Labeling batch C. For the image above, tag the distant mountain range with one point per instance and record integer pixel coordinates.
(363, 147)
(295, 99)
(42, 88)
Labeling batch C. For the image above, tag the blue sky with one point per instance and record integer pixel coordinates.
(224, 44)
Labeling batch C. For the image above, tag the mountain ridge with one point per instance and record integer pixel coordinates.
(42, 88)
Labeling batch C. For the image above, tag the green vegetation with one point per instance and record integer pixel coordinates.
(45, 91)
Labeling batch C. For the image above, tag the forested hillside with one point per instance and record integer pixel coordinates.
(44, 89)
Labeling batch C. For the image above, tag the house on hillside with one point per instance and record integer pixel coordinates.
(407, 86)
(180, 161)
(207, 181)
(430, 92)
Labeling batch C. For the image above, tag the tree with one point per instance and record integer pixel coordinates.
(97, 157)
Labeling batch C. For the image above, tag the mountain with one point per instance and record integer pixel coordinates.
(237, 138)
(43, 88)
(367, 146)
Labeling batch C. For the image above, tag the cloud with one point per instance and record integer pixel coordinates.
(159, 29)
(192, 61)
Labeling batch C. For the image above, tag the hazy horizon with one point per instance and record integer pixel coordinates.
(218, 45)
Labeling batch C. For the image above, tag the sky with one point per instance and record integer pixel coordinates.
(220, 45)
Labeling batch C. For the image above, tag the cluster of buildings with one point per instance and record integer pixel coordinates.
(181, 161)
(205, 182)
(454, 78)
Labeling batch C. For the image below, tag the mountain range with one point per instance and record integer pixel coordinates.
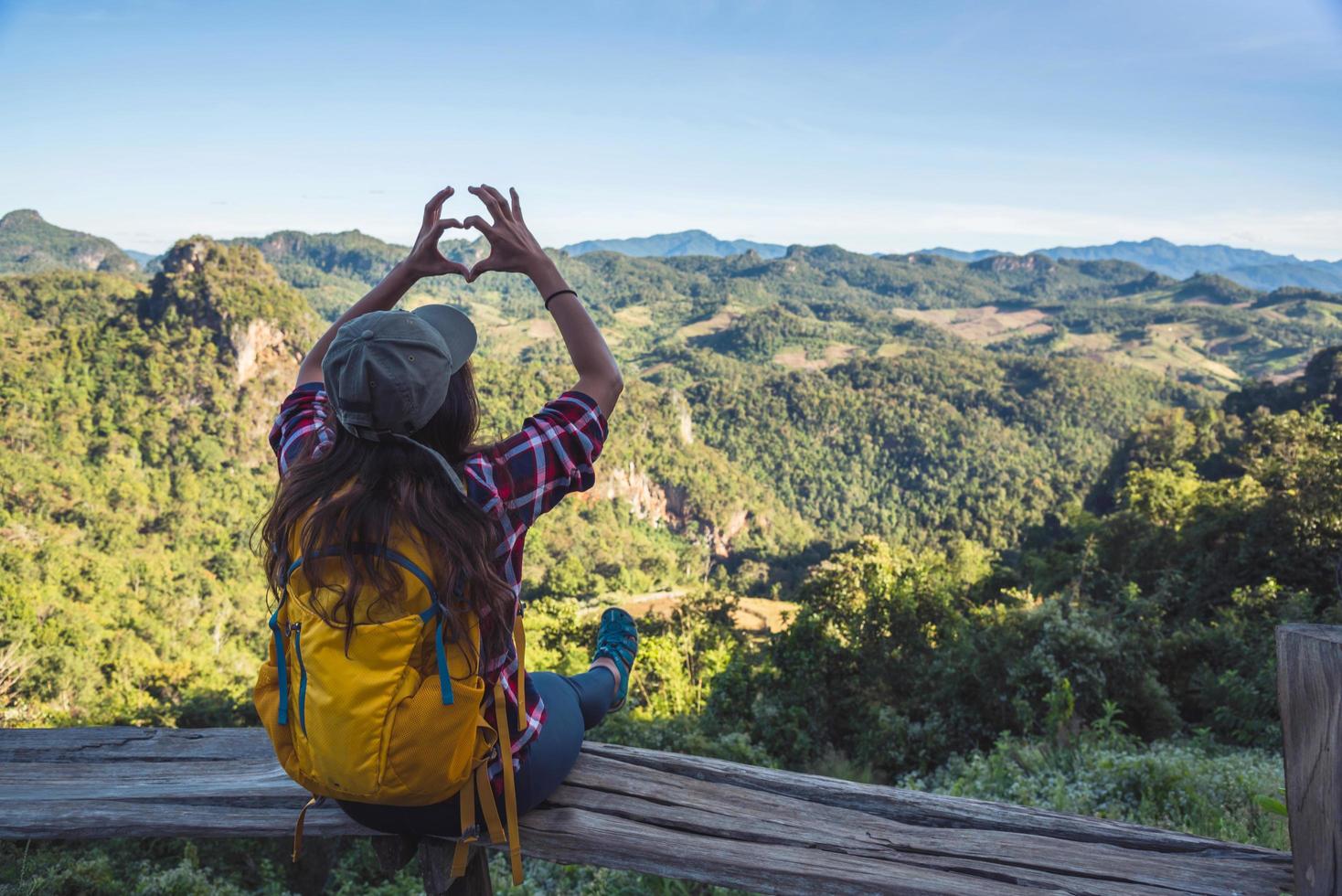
(1247, 267)
(1253, 269)
(676, 244)
(28, 243)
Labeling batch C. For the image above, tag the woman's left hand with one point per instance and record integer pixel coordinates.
(426, 259)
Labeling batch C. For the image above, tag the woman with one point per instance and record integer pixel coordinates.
(376, 439)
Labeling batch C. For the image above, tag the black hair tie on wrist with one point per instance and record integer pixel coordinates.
(555, 294)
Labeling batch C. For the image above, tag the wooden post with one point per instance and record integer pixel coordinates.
(1309, 691)
(436, 868)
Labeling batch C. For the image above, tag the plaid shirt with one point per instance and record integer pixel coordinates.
(516, 480)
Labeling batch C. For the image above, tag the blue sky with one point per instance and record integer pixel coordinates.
(880, 126)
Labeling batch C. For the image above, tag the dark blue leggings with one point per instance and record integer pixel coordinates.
(573, 704)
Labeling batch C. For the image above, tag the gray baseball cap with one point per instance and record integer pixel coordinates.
(387, 372)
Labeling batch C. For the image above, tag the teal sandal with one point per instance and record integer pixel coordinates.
(618, 640)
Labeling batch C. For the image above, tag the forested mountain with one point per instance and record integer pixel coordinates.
(1248, 267)
(679, 243)
(816, 306)
(1017, 549)
(30, 244)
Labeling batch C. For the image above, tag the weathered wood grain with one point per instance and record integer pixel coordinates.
(1309, 689)
(642, 810)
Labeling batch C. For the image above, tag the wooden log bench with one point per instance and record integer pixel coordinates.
(678, 816)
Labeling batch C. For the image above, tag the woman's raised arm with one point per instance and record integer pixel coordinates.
(423, 261)
(513, 249)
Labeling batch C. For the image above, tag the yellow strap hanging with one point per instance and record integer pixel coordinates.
(492, 810)
(514, 847)
(519, 643)
(466, 800)
(298, 825)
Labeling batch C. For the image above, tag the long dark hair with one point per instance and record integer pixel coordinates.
(367, 493)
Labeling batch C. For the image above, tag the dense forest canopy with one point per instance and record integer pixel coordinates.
(1009, 506)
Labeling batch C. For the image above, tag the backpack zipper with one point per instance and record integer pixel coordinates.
(303, 674)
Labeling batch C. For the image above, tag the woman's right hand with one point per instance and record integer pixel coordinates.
(512, 246)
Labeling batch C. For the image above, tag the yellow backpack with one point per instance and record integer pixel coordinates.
(398, 720)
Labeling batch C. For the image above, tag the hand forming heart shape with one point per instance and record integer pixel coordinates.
(512, 246)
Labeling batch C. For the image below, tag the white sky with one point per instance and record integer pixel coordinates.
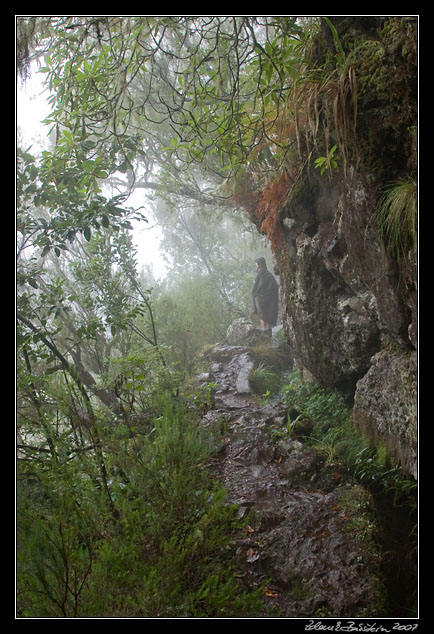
(31, 109)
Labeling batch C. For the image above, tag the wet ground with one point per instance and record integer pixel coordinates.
(311, 536)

--- Goal ---
Copy every item above word for word and point for point, from the first line to the last. Leave out the pictures.

--- Reply to the task ---
Labeling batch C. For the image above, tag the distant mountain range with one point per instance and record integer pixel coordinates.
(363, 147)
(295, 99)
(42, 88)
Labeling batch C. For the image above, tag the blue sky with one point per instance and record integer pixel coordinates.
(224, 44)
Labeling batch C. For the image above, tag the mountain ridge with one point per instance and record integer pixel coordinates.
(42, 88)
Labeling batch C. For the image above, tag the green vegetation with one point per instance and record integer pixel coordinates.
(45, 91)
Labeling batch C. For the image above, tag the forested hillside with one point per instance and record integer pixel coordinates.
(44, 89)
Labeling batch C. For the image above, tag the house on hillside with one point per instance and record integer pixel coordinates.
(407, 86)
(180, 161)
(207, 181)
(430, 92)
Labeling batch C. For the image above, tag the tree with one point per instance and record integer pixel coordinates.
(97, 157)
Labeling batch C. For the image above, tag the mountain with one point per instance and record integer pixel coordinates.
(237, 138)
(43, 88)
(367, 146)
Labeling batch C. For the image above, tag the cloud with one point per instance and record integer pixel coordinates.
(159, 29)
(192, 61)
Labeling batch C. For the image above, tag the hazy horizon with one point per instance and record integer pixel coordinates.
(218, 45)
Labeling batch C. For the image above, tag the sky with one point per instance and record integer pixel coordinates.
(220, 45)
Labeling batch C. For the image above, tag the cluster of buildings with one point per instance and record integer pixel coordinates.
(181, 161)
(205, 182)
(454, 78)
Labeling batch C. For the image below, tag the mountain range with one point per instance and record integer pixel coordinates.
(1247, 267)
(1253, 269)
(676, 244)
(28, 243)
Labeling batch C. For the image above, tag the woman's left hand with one point per instance and record integer pixel coordinates.
(426, 259)
Labeling batch C. For the image above, tag the woman with one point per instance and record integer pixel coordinates.
(376, 439)
Labeling batch C. For the image above, tag the black hair tie on wrist with one point per instance and record integer pixel coordinates.
(555, 294)
Labeling batch C. For the image above, tag the wooden post with one point per instance and record integer pixel coordinates.
(1309, 691)
(436, 868)
Labeling batch C. For the image above, tag the plaid shirt with one point per instance and record integer pixel coordinates.
(516, 480)
Labeling batch C. For the image above, tag the blue sky with one point per instance and record integer pixel coordinates.
(880, 126)
Labeling batch C. For the image above, tag the dark blue leggings with one point per instance and record integer pixel coordinates.
(573, 704)
Labeling batch C. For the image above, tag the gray baseball cap with one point per instance and record integer pixel coordinates.
(387, 372)
Labeling batch C. For the image above, tag the teal sandal with one point per instance and record integer pixel coordinates.
(618, 640)
Labeling batch C. For the image above, tag the forested mountain with one point per instance and record integer pixel coordinates.
(1248, 267)
(679, 243)
(816, 306)
(1017, 549)
(30, 244)
Labeling batch C. For the image above, tag the weathered wood grain with one point per instance and record integer pixel coordinates.
(1309, 689)
(642, 810)
Labeling batch C. For the image above, tag the wooden log bench with one point per instance and record integer pixel coordinates.
(678, 816)
Labeling batch C. For the image above, tag the woman's raised arm with one point per instance and record integer pixel coordinates.
(423, 261)
(513, 249)
Labeling batch C. For the image above, tag the yellow strap hanging with one point per instance and record integer pixel coordinates.
(492, 810)
(514, 847)
(519, 643)
(466, 800)
(298, 825)
Labeling batch C. For the image above, tag the long dark hair with one point per instance and record integer pixel coordinates.
(367, 493)
Labeling batch C. For the image above, tag the dense forest canopy with one point per instance and record integer pixel coordinates.
(1009, 506)
Labeling batch C. For the image above, tag the backpack zipper with one point per instance and record integer pixel coordinates.
(303, 674)
Labeling batch C. For the image above, tag the woman's right hand with one point per instance and record integer pixel coordinates.
(512, 246)
Labeling batch C. For the image above, tag the yellow backpack with one point per instance and record integer pixel coordinates.
(398, 720)
Labeling batch C. For the image above, tag the hand forming heart shape with one point per instance and record integer pixel coordinates.
(512, 246)
Labeling batch C. For the image below, tag the white sky with one point per instance and record integer pixel coordinates.
(31, 109)
Labeling batch C. For the image above, tag the wet ground with one point per instance and record integer pixel coordinates.
(311, 536)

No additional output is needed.